◆ Work request
Where in the data below does the word "woman" appear? Copy every line that has it.
.....
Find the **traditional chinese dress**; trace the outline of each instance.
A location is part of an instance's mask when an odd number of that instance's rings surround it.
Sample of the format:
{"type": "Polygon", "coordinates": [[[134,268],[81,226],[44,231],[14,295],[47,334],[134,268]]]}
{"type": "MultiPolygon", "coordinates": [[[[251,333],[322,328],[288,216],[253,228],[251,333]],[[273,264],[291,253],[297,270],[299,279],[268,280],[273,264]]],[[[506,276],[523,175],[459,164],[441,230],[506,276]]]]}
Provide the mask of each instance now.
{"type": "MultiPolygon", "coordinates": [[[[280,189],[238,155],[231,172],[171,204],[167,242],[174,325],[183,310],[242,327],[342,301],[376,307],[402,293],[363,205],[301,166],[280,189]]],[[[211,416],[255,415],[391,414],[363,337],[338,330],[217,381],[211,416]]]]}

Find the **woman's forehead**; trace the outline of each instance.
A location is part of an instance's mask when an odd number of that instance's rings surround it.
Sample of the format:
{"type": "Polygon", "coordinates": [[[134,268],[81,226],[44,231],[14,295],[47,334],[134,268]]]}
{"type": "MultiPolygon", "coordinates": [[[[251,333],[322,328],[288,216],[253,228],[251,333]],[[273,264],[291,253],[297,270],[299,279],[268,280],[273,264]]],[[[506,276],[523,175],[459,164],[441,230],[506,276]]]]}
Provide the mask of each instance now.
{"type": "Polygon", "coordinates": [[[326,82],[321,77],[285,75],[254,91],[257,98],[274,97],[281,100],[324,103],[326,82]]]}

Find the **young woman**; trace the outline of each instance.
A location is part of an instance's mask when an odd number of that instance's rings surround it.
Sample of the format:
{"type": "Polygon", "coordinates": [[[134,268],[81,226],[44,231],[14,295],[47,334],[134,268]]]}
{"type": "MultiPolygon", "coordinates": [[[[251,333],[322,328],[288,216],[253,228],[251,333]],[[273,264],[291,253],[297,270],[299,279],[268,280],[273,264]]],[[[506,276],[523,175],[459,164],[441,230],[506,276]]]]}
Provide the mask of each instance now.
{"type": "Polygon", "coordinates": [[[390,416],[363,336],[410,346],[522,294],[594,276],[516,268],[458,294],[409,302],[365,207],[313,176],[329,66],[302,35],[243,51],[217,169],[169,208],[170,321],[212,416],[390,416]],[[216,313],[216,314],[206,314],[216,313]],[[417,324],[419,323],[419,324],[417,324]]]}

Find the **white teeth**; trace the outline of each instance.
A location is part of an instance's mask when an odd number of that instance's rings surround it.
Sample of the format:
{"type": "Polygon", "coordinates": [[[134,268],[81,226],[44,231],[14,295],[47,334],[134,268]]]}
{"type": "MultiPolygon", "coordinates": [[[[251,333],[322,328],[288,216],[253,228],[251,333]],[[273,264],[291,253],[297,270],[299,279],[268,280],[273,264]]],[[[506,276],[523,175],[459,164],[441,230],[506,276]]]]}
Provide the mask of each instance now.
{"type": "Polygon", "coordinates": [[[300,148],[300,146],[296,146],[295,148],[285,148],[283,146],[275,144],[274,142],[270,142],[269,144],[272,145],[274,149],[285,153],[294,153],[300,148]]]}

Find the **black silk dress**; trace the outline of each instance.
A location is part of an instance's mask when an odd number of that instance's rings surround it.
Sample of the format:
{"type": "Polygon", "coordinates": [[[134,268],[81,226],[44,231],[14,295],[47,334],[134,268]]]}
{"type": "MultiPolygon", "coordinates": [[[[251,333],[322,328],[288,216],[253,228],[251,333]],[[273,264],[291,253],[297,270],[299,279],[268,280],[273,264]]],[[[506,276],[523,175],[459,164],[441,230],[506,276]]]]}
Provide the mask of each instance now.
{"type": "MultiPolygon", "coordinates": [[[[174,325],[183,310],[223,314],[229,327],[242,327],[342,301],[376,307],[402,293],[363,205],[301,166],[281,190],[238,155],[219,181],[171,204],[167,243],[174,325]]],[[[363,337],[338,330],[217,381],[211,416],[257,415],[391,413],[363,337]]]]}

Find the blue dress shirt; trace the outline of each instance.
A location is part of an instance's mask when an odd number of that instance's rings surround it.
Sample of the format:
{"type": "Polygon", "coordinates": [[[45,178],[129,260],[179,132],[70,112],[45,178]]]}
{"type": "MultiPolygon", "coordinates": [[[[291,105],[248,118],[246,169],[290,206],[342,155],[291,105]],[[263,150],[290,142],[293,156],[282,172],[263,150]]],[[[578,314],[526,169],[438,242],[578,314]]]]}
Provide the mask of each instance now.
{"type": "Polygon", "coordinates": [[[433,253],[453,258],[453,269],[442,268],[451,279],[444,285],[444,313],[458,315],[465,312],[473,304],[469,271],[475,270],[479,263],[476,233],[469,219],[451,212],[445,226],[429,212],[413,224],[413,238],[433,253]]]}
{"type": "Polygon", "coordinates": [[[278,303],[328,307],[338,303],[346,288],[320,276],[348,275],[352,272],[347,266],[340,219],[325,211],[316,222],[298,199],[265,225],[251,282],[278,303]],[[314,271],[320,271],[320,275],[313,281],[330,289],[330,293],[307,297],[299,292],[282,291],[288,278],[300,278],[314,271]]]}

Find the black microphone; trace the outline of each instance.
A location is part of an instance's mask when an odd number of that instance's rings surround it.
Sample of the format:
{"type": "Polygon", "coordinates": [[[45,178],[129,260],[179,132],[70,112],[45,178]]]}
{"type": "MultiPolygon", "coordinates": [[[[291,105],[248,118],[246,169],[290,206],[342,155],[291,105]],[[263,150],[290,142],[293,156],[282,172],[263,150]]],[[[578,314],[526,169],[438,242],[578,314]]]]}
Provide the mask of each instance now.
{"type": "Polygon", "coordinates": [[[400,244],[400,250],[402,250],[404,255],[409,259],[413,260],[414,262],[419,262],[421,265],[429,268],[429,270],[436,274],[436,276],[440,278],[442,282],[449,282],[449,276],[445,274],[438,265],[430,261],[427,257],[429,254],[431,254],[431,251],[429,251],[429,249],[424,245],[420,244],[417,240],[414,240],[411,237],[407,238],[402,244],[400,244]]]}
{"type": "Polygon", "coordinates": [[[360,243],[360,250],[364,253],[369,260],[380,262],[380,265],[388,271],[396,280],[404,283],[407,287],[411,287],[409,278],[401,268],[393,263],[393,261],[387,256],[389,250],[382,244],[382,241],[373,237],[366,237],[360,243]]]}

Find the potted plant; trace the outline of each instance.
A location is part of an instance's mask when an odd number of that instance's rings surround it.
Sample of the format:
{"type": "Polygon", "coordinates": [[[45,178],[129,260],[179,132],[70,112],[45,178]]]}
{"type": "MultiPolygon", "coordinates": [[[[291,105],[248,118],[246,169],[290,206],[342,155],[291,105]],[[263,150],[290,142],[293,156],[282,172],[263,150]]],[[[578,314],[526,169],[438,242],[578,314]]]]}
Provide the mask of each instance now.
.....
◆ Output
Find the **woman's forehead**; trace the outline of each instance.
Find the **young woman**; trace the outline of each instance.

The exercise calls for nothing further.